* START Dataset entries *

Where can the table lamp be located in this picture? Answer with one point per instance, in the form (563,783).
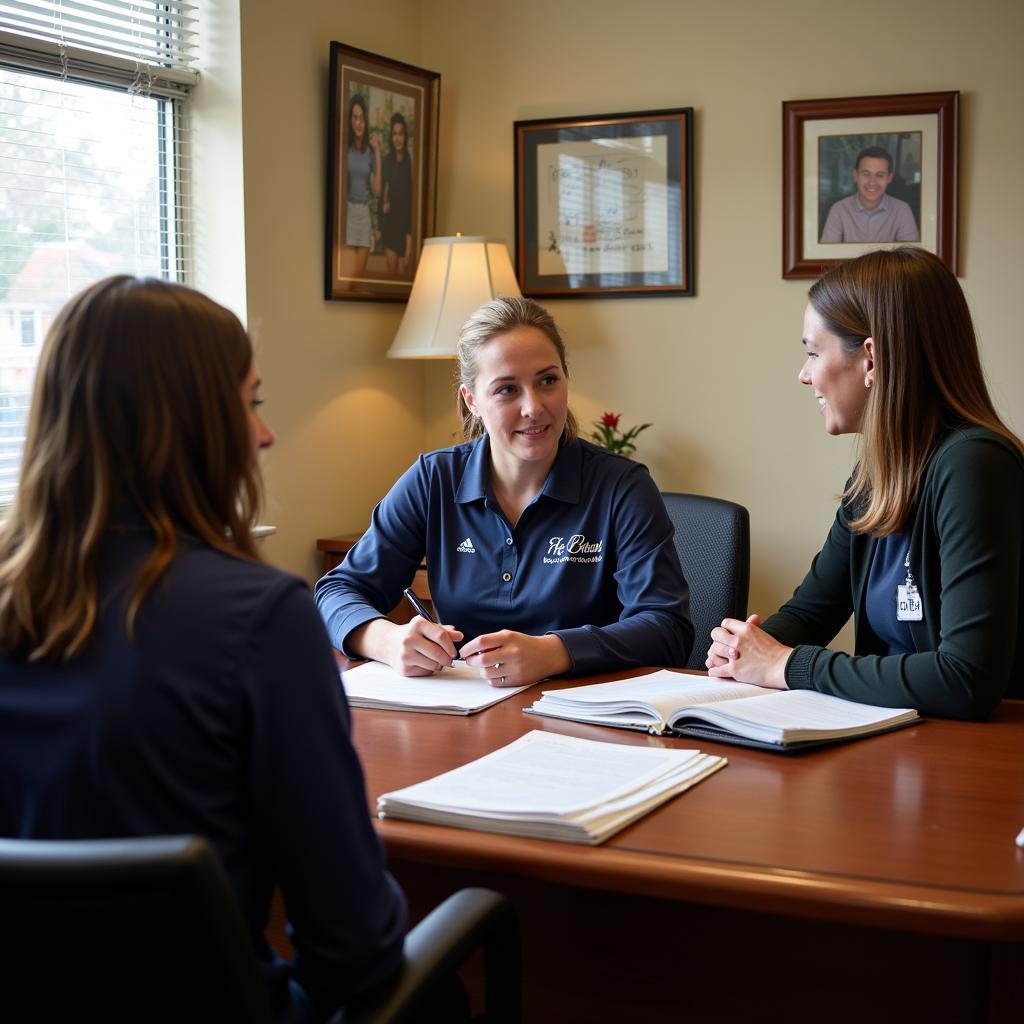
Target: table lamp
(456,274)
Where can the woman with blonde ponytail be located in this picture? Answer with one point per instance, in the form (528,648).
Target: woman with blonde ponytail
(156,677)
(927,548)
(546,554)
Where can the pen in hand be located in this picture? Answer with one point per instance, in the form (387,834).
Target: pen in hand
(418,604)
(423,613)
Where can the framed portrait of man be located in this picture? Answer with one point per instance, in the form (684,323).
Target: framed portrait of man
(868,172)
(382,173)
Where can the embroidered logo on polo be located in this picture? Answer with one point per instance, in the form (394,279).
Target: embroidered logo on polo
(574,549)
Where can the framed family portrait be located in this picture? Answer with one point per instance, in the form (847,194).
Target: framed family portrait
(865,172)
(604,205)
(381,175)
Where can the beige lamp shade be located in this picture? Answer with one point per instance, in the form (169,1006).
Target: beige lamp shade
(455,276)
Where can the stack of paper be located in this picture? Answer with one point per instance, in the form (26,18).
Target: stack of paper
(458,690)
(551,786)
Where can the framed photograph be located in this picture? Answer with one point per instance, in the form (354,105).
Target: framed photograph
(604,205)
(865,172)
(381,173)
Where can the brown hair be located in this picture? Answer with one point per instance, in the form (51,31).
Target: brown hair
(494,318)
(927,373)
(136,404)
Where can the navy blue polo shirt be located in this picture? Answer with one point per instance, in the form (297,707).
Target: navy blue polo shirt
(592,558)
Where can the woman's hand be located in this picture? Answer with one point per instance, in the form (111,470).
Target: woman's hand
(744,652)
(510,658)
(418,648)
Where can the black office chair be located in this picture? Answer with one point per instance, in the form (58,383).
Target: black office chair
(713,540)
(148,930)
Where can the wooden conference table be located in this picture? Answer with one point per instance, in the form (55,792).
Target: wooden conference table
(873,881)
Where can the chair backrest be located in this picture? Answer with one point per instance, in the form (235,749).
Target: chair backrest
(713,540)
(124,930)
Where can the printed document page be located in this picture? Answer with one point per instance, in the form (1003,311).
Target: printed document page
(458,687)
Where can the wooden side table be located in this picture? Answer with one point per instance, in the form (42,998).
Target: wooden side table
(334,550)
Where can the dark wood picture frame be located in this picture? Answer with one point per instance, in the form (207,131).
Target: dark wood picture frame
(374,241)
(604,205)
(938,221)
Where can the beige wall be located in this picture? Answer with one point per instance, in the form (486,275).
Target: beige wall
(715,373)
(347,420)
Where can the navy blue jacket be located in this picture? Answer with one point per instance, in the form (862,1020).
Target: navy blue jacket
(592,558)
(224,718)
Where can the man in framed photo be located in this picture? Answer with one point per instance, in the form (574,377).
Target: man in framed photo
(869,214)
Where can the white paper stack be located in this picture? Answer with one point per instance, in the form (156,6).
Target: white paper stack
(458,690)
(546,785)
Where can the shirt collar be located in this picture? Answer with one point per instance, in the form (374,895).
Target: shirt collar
(474,483)
(562,483)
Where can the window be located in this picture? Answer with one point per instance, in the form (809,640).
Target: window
(93,168)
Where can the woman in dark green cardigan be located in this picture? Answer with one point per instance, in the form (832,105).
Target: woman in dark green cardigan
(926,550)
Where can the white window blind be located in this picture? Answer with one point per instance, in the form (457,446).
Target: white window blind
(94,168)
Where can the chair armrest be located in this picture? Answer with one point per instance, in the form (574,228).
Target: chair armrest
(436,947)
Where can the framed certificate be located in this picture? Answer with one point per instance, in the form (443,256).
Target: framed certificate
(604,205)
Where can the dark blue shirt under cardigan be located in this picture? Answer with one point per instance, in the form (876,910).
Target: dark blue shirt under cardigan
(592,558)
(224,718)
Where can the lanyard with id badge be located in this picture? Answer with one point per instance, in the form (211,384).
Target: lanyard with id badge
(908,604)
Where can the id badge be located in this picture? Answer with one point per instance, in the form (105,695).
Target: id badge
(908,604)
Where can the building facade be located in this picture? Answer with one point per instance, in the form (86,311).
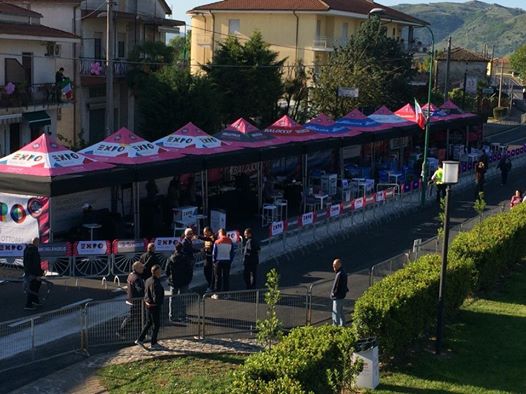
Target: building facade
(31,102)
(134,22)
(304,31)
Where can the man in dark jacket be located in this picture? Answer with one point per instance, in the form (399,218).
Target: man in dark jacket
(153,301)
(250,259)
(149,259)
(338,293)
(178,271)
(134,299)
(32,274)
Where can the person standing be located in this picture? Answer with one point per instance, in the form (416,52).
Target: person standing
(135,296)
(480,177)
(516,199)
(208,248)
(153,300)
(438,180)
(251,250)
(32,274)
(223,256)
(149,259)
(504,166)
(338,293)
(178,273)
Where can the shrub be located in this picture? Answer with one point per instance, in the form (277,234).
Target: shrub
(402,307)
(494,245)
(309,359)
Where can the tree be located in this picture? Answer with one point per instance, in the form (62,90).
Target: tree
(518,61)
(271,328)
(167,95)
(249,78)
(371,62)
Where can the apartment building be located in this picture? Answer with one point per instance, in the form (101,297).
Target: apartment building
(305,30)
(135,22)
(30,101)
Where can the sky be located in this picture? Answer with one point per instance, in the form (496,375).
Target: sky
(180,7)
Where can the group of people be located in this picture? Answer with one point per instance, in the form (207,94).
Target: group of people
(144,284)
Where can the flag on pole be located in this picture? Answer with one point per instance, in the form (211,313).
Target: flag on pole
(420,119)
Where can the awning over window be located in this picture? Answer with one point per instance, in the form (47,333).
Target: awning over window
(37,118)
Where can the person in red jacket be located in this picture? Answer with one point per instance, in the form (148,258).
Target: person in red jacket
(223,255)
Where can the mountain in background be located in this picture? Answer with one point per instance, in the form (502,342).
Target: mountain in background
(471,25)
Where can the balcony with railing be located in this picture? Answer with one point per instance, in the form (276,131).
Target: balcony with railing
(20,95)
(91,67)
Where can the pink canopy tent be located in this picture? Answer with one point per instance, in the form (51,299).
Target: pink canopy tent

* END Dataset entries *

* Directions for this task
Generate a word-for-word copy of the preceding records, excluding all pictures.

* Exercise response
Where can the table lamp be located in this picture? Answer with one point per instance, in the form (563,783).
Target: table lamp
(456,274)
Where can the woman with blonde ponytail be located in this picture? Answer with one point per instance, in the form (528,648).
Target: woman with blonde ponytail
(156,677)
(927,548)
(546,554)
Where can the pen in hand be located in this picture? Answer with one point per instance, in the form (387,834).
Target: pen in hand
(418,604)
(423,613)
Where can the framed portrait of man be located in this picture? Answer with one point per instance, in the form (684,323).
Target: framed portrait of man
(868,172)
(382,173)
Where can the embroidered logo on polo be located in this picture? Answer with one point per instance, in the form (394,279).
Target: embroidered logo on polo
(574,549)
Where can the framed family portrait be located in this picture? Answer with one point per instance, in the form (847,194).
Target: framed family portrait
(865,172)
(604,205)
(381,175)
Where can the beige lamp shade be located in this picture? Answer with one point per instance, in the form (169,1006).
Target: beige lamp shade
(455,276)
Where can the stack of paper be located in this picture? Answer with one point per instance, in the form (26,18).
Target: stack of paper
(458,690)
(551,786)
Where can the framed photograph be located in this picture? Answer with one point per instance, in the form (354,105).
Target: framed photograph
(604,205)
(865,172)
(381,173)
Where can the brown hair be located in this picture? Answer with one point per instance, in the form (51,31).
Target: brown hair
(494,318)
(927,373)
(136,404)
Where can the navy blue polo shirt be located in this picture? Answer with one point per instance, in the form (297,707).
Target: navy blue polo shirt
(592,558)
Where can the woman's hand be located in this picture? Answer with one point per instance, in the form (111,470).
Target: woman's hand
(744,652)
(510,658)
(418,648)
Where can the black office chair be located in this picture? Answer with one point per instance, in the form (58,383).
Target: black office chair
(713,540)
(148,930)
Where can the wooden conference table be located in this picture? Answer with one point per instance, in the form (55,792).
Target: wooden conference table
(873,881)
Where can the chair backrest be located in this picture? Answer with one point per instance, in the form (235,749).
Target: chair backrest
(713,540)
(124,930)
Where can the printed document page be located in this picture? Answer with one point per instance, in the form (1003,311).
Target: printed document page
(458,687)
Where can the wooden side table be located in this picture? Answer with one point per instance, in the form (42,998).
Target: wooden side table
(334,550)
Where can the dark wood picture frame be located in this picture? Answer with one point per instance, in the form (207,131).
Target: dark wood picture frame
(374,241)
(604,205)
(938,221)
Where can the beige wall be located in this picture? Answer with one point per instance, in the form (486,275).
Target: beige wall
(715,373)
(347,420)
Where can the navy blue jacket be located in this picture? Answer with one point per instance, in the form (862,1020).
Target: navy blue jacket
(592,558)
(224,718)
Where can the man in framed photo be located in this picture? Answer with one point per instance, in the form (574,377).
Target: man in framed photo
(869,214)
Where can the white paper stack be located in this picture? Answer with one point per instance, in the form (156,6).
Target: white paper stack
(458,690)
(546,785)
Where can the shirt collar be located in this picture? Answer with one point per instance, in the form (374,895).
Target: shirt collar
(474,483)
(562,483)
Where can the window be located in this picture? Answer with one point per instance, in the form (809,640).
Target: window
(93,168)
Where can the woman in dark green cardigan be located in this picture? Answer with one point per instance, in the form (832,105).
Target: woman in dark green cardigan
(926,550)
Where can the white window blind be located in this picture? Answer with one point per instance, in the form (457,446).
Target: white window blind
(94,168)
Where can the chair armrest be located in this picture? Answer with one point per instance, in the form (574,228).
Target: chair armrest
(436,947)
Where can the framed certificate be located in this picture? Answer with one point per instance, in the form (443,256).
Target: framed certificate
(604,205)
Where can the dark blue shirt under cardigan be located in this picture? Answer with one point per instance, in the form (876,910).
Target: dark blue shirt under cardigan
(592,558)
(224,718)
Where can the lanyard with id badge be located in this picture? Answer with one point per instance, in the form (211,384).
Target: lanyard with id badge
(908,604)
Where can the id badge be located in this picture? Answer with one point per instance, in the form (105,695).
Target: id badge
(908,604)
Where can the building facade be located in this picture? Answer with one point per instance, in the form (86,311).
Target: building facade
(31,102)
(134,22)
(304,31)
Where can the man in dark jacket be located in this picture? Answer with one point per instance, in the form (399,218).
Target: man in dark jacket
(153,301)
(250,259)
(149,259)
(338,293)
(178,271)
(134,299)
(32,274)
Where can the person standing be located in this picture? Answer with one point per instance, in the form (416,52).
Target: person standing
(135,296)
(480,177)
(516,199)
(208,248)
(153,300)
(438,180)
(251,250)
(32,274)
(223,256)
(149,259)
(504,166)
(338,293)
(178,273)
Where can the shrub be located in this picture? Answer with one point per instance, in the form (277,234).
Target: shrub
(402,307)
(494,245)
(309,359)
Where can the tree be located in this picture? Answer with one point per instance, in the form (62,90).
Target: tree
(518,61)
(271,328)
(167,95)
(249,78)
(371,62)
Where can the apartment building be located in this picture? Answer with one point per instance, in the form (101,297).
Target: apartment building
(305,30)
(135,22)
(30,101)
Where can the sky be located in this picture? Answer with one point per instance, in the form (496,375).
Target: sky
(180,7)
Where can the group of people be located in this picture? Answer with one point per instance, in the form (207,94).
Target: group of people
(144,284)
Where can the flag on pole be located in this picture? Answer with one point per instance, in the form (211,313).
Target: flag on pole
(420,119)
Where can the awning over window be located in this picture? Answer with one point per instance, in the form (47,333).
Target: awning over window
(37,118)
Where can the person in red jacket be located in this picture? Answer with one point per instance, in the form (148,258).
Target: person in red jacket
(223,255)
Where can the mountain in background be located in this picture? Answer with one point per instance, in the form (502,342).
Target: mountain in background
(471,25)
Where can the balcony with railing be located in this picture? Answer with one point per instance, in the form (276,131).
Target: balcony with railing
(20,95)
(91,67)
Where can the pink canopy tent be located in this picture? Answer with one point per instance, in the form (51,299).
Target: pink canopy tent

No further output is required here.